## Task details
Transcribe the full listing below exactly.

## Data supplied
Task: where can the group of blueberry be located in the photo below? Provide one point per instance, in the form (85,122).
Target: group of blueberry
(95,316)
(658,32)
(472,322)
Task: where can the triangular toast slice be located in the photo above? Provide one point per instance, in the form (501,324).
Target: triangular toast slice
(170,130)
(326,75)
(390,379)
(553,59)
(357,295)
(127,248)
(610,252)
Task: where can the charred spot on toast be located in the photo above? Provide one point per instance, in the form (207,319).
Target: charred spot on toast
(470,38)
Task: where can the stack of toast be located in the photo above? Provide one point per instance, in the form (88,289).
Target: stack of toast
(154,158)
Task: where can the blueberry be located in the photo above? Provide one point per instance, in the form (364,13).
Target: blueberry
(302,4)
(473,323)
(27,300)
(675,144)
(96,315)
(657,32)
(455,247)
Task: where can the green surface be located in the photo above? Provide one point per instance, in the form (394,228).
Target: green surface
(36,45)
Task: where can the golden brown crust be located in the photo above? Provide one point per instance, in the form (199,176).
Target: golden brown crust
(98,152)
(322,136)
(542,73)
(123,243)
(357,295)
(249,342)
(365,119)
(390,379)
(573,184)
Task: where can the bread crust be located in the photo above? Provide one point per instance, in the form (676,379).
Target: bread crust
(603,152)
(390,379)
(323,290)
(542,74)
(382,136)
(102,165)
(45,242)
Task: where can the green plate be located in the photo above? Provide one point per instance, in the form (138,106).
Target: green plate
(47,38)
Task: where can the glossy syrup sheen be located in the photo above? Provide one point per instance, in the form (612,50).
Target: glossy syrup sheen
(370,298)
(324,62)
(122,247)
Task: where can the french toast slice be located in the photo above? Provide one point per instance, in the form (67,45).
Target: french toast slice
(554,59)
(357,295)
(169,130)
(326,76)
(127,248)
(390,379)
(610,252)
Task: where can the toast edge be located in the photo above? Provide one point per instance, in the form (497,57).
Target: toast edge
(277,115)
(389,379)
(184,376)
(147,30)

## Exercise solution
Task: where can the group of blueberry be located in the photo below? Provide one point per instance, in the form (85,122).
Target: group of blueberry
(95,316)
(658,32)
(472,322)
Task: where can the triangular toast slice be located in the photo above? Provide one point per instance, in the form (501,324).
Target: triangular toast slice
(170,130)
(326,75)
(390,379)
(553,59)
(357,295)
(127,248)
(610,252)
Task: where can the charred spot on toast be located in the photo above? Provide one point per instance, in the form (207,319).
Target: charred spot on toast
(470,38)
Task: where can the stack of toast be located in the photo above? Provide one point per instance, in the form (88,289).
Target: stack of toast
(154,158)
Task: where can the blueberry be located in the photo above? Provide one point per instance, in the form (364,13).
Target: blueberry
(302,4)
(473,323)
(27,300)
(675,144)
(96,315)
(657,32)
(455,247)
Task: where can the green surface be located in the photo above? Provide one point per instance, in the form (394,228).
Target: green surface
(36,45)
Task: where can the golden brown crust be located in the photo above? Provide one point per instance, in the form (199,176).
Target: golden brown crust
(98,152)
(322,136)
(542,73)
(123,243)
(357,295)
(249,342)
(365,119)
(390,379)
(573,184)
Task: where can the bread crust be located in the photo above? Provide one point per instance, in the form (676,379).
Target: bread crust
(603,152)
(390,379)
(323,290)
(542,74)
(382,136)
(102,165)
(45,242)
Task: where can the green plate be located in the photo above? Provide one point per instance, in the form (138,106).
Target: green plate
(47,38)
Task: where can the glossy syrup sheen be located in the photo above? Provide one point per instance, in the form (612,50).
Target: glossy syrup sheen
(370,298)
(324,62)
(122,247)
Task: where can the french toast slice be located in the photo above? Provide one point per instance, in the form (67,45).
Target: french toast slice
(554,59)
(357,295)
(169,130)
(326,76)
(127,248)
(390,379)
(610,252)
Task: where can the toast edge be located in the photo above? Provide one point per instance, in the form (497,57).
Target: toast edge
(277,115)
(389,379)
(184,376)
(147,30)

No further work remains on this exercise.